— Begin —

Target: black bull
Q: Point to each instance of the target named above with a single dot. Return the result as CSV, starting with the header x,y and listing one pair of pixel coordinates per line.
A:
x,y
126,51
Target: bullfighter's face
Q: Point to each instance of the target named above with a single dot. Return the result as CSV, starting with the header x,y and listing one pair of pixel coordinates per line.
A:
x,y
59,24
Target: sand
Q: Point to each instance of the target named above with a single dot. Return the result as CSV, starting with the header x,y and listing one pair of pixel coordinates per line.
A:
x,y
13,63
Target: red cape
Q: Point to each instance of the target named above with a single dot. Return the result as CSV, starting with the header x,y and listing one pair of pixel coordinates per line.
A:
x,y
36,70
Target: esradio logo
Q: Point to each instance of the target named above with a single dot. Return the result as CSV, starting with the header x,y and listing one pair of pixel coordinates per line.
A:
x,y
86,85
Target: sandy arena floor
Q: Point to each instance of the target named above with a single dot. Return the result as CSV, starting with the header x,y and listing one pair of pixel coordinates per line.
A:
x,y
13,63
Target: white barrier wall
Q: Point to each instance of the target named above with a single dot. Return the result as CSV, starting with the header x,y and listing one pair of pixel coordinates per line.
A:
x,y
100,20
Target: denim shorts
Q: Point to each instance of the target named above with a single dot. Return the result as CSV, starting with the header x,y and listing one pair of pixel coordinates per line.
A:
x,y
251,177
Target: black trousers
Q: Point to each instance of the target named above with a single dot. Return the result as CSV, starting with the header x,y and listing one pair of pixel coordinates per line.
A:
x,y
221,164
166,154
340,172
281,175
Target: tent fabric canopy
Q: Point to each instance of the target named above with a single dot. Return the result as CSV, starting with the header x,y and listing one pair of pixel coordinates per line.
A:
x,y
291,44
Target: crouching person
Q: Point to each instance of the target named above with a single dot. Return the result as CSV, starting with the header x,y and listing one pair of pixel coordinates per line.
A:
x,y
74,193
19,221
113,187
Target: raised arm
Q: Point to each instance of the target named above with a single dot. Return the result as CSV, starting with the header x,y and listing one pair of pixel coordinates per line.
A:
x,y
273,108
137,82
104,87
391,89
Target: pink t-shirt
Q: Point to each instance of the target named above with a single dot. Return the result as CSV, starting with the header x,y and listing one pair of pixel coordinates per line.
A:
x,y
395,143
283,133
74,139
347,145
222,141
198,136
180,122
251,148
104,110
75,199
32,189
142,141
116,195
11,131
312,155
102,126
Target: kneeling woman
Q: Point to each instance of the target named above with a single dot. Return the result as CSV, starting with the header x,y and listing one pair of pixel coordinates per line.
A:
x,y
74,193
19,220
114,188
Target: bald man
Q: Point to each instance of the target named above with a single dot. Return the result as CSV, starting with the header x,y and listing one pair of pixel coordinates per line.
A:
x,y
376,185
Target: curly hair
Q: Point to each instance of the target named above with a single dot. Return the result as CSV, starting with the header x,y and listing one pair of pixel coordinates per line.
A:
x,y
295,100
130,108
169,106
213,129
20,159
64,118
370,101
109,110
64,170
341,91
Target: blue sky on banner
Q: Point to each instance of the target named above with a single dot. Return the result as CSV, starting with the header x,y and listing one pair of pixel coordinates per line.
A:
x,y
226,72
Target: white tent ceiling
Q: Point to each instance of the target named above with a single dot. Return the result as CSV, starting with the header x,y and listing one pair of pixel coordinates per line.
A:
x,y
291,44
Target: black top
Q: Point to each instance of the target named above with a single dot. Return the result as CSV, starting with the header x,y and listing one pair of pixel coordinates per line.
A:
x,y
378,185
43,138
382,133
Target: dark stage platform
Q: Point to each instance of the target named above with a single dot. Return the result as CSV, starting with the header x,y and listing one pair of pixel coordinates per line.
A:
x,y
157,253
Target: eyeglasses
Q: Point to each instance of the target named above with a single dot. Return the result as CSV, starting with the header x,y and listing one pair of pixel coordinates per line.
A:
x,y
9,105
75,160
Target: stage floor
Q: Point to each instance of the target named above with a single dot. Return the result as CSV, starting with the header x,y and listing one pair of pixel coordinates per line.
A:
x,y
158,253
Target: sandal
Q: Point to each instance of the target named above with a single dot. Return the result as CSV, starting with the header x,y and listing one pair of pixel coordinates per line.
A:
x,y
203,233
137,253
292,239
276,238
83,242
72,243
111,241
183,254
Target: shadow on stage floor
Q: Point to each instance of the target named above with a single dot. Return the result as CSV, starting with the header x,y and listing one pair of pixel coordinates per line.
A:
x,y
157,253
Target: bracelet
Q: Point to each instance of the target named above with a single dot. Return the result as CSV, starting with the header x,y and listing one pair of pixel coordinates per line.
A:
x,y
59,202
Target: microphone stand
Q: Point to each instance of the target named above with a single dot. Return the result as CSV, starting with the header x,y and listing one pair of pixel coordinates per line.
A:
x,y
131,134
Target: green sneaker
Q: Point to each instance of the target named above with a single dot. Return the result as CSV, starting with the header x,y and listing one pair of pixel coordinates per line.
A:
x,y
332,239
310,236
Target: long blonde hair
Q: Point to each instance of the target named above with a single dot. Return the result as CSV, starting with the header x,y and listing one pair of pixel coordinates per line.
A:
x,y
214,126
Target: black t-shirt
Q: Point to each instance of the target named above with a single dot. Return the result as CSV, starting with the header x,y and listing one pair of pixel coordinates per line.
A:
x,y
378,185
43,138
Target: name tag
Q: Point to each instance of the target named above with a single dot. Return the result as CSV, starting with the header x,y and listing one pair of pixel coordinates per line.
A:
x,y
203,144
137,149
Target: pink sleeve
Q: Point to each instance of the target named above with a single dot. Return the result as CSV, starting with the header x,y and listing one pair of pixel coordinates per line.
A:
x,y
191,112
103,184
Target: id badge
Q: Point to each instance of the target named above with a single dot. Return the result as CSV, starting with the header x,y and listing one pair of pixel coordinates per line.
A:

— End —

Task objective
Please copy again the part of the records that opens with the line containing "Target: green sneaker" and closes at the end of the records, with every line and all requests in place, and shift each pixel coordinate in the answers by adding -109 to it.

Expected answer
Target: green sneaker
Q: Point to each instance of the target named above with a single dot. Return the result as CSV, starting with the header x,y and listing one pair of pixel coordinates per line.
A:
x,y
223,130
201,127
Target: long blonde hair
Q: Point to each instance of the target named above with a single dot. Return the result as CSV, starting with the header x,y and listing one pair of pixel coordinates per line.
A:
x,y
105,17
Target: black t-shirt
Q: Point to each instance of the target named above with a single dot. Return the result as CSV, starting with the header x,y and listing one pair of pixel coordinates per line.
A:
x,y
269,76
-66,29
Target: name tag
Q: Point to each instance of the target named above with a single dot. Return the result as CSV, starting with the header x,y and listing one pair of pixel coordinates per line.
A:
x,y
94,35
28,40
Target: pink sleeve
Q: Point to each instance of the target named above with a single dot. Return the result as CSV, starting with the header x,y and listing one pair of pixel coordinates per line.
A:
x,y
82,3
-6,75
Target: id badge
Q: Point to each instance of the target named above with a single dot. Return the result as CSV, starting with the header x,y and listing one pair of pixel coordinates per line.
A:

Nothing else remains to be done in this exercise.